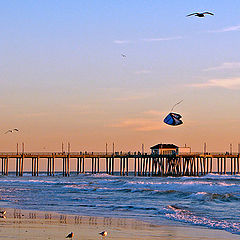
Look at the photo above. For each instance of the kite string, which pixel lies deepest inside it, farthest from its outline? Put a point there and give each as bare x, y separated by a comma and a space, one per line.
176, 105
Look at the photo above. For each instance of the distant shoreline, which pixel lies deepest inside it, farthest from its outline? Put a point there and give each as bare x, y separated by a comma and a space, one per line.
23, 224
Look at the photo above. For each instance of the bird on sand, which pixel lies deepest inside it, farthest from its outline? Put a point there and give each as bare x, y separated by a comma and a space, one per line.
104, 233
11, 130
199, 14
70, 235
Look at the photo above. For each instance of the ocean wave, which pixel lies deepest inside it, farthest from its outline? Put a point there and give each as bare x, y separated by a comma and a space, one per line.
225, 197
183, 215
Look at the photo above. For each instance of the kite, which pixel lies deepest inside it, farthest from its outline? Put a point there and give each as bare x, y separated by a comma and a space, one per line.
200, 14
173, 119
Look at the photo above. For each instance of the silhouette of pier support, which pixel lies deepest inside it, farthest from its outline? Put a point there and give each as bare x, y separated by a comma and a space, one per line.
141, 164
66, 166
19, 165
35, 166
80, 165
51, 166
5, 164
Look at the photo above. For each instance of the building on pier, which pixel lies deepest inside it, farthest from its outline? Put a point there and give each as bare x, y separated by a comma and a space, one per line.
164, 149
169, 149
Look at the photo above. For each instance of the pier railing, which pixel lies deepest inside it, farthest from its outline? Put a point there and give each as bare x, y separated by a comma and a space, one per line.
142, 164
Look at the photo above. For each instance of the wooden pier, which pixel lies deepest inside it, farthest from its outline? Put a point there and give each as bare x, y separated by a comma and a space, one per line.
142, 164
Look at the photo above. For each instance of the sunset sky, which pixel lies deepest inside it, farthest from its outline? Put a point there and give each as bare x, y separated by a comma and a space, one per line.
63, 78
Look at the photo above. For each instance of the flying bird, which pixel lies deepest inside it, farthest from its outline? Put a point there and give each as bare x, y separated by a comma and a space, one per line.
104, 233
173, 119
11, 130
70, 235
199, 14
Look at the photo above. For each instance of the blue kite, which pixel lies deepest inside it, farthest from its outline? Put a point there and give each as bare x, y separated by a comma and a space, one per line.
173, 119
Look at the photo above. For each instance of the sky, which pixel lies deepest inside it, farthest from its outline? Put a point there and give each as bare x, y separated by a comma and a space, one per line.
63, 78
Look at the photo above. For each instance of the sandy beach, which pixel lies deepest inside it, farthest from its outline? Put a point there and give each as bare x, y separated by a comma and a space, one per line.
20, 224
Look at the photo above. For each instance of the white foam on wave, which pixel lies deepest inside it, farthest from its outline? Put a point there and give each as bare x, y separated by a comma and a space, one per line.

━━━━━━

* [Problem details]
In the listing above, the line with "the sky, which" starts the part to copy. Copy it through the last line exactly, with nothing else.

* [Solution for this exercise]
Look at the photo above. For each instance of the sky, which pixel lies deepest inside it, farthest from its outline? Put a point there and give each as bare x, y separated by a comma and a space, one per line.
63, 78
Look at the photo above. For each instance of the sandy beach, which pixel lies deepest inside it, farthest from its outline? Put a point there and give each as bare x, y separated by a comma and a space, one per line.
20, 224
Look at the photo above. For each instance of the white foam on wave, which pixel lies deepest inside it, farthest from its outline? Put a point there and give each as bare x, y separated by a comma and a space, one per line.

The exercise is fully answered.